▶ Dataset records:
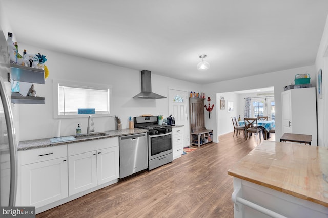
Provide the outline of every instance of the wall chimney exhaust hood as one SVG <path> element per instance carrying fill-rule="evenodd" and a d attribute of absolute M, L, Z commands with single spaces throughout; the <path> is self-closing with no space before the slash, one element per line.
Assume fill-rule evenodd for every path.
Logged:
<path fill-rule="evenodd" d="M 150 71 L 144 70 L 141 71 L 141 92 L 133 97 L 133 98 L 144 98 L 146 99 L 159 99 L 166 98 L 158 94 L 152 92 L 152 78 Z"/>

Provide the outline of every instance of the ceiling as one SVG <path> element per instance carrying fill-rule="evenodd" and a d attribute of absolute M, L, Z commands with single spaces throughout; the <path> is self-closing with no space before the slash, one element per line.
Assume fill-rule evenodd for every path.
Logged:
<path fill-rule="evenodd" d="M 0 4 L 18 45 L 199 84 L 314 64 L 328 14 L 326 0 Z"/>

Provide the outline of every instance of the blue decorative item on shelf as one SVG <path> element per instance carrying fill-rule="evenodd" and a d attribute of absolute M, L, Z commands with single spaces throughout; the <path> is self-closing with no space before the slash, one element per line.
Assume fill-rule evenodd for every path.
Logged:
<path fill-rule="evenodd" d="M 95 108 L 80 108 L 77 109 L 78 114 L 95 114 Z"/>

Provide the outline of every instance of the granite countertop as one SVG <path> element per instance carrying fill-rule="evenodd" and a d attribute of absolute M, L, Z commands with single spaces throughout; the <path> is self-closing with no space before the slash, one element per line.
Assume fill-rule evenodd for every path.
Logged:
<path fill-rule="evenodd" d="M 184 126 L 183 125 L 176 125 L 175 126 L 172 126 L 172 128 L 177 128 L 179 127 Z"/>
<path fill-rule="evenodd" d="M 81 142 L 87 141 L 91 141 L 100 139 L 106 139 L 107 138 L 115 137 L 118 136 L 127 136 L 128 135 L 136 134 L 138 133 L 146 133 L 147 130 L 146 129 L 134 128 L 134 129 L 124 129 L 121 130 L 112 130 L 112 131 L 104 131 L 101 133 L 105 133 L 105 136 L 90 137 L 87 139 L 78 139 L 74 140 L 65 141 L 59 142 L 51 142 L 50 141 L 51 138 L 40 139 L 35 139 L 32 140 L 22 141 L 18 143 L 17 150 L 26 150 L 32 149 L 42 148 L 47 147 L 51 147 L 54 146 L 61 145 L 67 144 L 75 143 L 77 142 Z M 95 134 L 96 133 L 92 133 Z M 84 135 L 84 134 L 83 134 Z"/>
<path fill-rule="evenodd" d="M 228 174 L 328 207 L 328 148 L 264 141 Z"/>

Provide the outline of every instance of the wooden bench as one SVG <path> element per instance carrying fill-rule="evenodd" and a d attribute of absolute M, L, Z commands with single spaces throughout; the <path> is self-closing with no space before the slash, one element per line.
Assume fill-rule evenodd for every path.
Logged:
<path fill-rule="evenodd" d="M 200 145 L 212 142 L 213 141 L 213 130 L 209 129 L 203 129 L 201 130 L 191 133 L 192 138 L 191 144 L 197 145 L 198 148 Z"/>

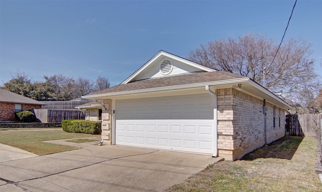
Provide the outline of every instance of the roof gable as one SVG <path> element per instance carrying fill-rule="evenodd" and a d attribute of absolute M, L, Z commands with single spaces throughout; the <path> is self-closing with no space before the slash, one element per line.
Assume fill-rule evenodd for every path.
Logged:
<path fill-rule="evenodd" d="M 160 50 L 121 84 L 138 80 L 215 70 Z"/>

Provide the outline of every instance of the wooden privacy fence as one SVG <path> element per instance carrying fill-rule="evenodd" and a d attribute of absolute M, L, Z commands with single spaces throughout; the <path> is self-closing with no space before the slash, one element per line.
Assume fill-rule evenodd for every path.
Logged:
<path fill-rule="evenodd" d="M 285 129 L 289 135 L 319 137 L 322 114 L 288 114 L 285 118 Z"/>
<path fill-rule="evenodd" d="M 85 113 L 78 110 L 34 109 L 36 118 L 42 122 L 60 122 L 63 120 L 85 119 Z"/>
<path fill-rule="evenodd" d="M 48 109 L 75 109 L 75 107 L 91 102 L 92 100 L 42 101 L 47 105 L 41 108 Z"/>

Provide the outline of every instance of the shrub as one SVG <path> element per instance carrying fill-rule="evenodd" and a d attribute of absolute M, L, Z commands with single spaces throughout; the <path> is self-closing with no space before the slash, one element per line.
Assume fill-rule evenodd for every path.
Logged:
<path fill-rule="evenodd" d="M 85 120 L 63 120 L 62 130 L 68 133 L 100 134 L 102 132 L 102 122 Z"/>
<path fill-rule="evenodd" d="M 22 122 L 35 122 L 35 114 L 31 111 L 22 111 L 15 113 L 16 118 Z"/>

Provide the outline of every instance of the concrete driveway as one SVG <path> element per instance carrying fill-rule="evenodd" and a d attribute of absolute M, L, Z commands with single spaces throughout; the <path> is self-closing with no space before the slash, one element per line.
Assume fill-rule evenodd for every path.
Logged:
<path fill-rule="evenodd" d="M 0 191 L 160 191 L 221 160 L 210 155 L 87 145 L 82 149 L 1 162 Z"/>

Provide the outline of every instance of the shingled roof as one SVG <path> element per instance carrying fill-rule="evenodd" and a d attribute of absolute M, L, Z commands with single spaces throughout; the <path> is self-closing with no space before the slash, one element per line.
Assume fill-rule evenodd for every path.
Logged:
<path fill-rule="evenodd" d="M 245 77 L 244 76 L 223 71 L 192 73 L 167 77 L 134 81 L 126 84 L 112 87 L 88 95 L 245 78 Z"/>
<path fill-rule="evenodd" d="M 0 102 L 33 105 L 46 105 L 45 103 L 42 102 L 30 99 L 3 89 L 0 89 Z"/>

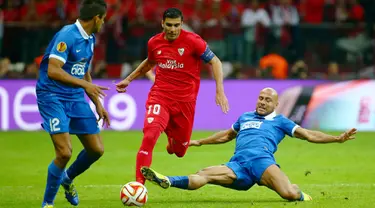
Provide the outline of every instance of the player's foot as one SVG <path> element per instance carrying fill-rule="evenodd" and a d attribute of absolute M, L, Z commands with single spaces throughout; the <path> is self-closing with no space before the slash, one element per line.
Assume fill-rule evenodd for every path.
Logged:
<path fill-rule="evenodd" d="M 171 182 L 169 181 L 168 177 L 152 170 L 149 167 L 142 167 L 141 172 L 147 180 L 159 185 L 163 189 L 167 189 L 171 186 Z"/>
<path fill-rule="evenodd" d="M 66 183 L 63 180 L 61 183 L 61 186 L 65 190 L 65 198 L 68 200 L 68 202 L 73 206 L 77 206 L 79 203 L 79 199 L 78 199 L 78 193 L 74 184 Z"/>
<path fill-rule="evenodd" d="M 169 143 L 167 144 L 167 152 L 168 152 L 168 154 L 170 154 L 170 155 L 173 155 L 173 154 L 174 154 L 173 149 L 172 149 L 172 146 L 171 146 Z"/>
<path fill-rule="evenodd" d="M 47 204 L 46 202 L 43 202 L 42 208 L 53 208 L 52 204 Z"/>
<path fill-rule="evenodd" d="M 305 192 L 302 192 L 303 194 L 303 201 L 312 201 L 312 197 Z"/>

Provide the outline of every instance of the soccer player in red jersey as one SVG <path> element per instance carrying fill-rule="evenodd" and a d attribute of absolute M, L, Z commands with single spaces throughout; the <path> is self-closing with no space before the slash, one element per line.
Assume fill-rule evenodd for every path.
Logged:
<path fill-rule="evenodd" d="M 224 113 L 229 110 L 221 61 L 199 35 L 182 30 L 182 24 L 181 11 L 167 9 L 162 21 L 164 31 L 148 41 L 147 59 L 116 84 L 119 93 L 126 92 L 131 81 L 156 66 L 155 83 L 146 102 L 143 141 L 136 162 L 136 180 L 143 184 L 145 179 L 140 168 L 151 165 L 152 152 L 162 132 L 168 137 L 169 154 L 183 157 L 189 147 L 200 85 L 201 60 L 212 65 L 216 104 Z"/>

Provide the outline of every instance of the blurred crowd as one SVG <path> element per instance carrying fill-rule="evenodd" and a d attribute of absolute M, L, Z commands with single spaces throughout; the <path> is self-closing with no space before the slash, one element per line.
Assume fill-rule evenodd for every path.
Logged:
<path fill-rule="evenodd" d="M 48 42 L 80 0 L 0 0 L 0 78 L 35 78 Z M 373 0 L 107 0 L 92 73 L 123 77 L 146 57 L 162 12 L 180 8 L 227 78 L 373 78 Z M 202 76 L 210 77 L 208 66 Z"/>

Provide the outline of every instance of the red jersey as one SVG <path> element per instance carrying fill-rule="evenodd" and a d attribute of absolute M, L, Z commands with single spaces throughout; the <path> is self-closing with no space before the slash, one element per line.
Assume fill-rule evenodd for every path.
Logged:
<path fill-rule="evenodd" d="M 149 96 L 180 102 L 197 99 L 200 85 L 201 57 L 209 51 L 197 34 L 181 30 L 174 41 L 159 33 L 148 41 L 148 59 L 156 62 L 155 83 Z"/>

▶ Written task: Reproduce verbatim the stretch of material from the line containing "Provide the outline of every instance of the concrete" through the line containing "102 L 33 105", both lines included, and nothing else.

▶ Result for this exercise:
Provide the outline of every instance of the concrete driveway as one SVG <path> element per instance carrying fill-rule="evenodd" and a d attribute of absolute M, L, Z commands with single spaces throughout; the <path> is self-closing with no space before the slash, one element per line.
Assume fill-rule evenodd for every path.
Logged:
<path fill-rule="evenodd" d="M 0 191 L 160 191 L 221 160 L 210 155 L 87 145 L 82 149 L 1 162 Z"/>

Provide the outline of every instance of the shingled roof as one SVG <path> element per instance carrying fill-rule="evenodd" and a d attribute of absolute M, L, Z commands with single spaces throughout; the <path> is self-closing with no space before the slash, one element per line.
Assume fill-rule evenodd for every path.
Logged:
<path fill-rule="evenodd" d="M 245 77 L 244 76 L 223 71 L 192 73 L 167 77 L 134 81 L 126 84 L 112 87 L 88 95 L 245 78 Z"/>
<path fill-rule="evenodd" d="M 0 102 L 33 105 L 46 105 L 45 103 L 42 102 L 30 99 L 3 89 L 0 89 Z"/>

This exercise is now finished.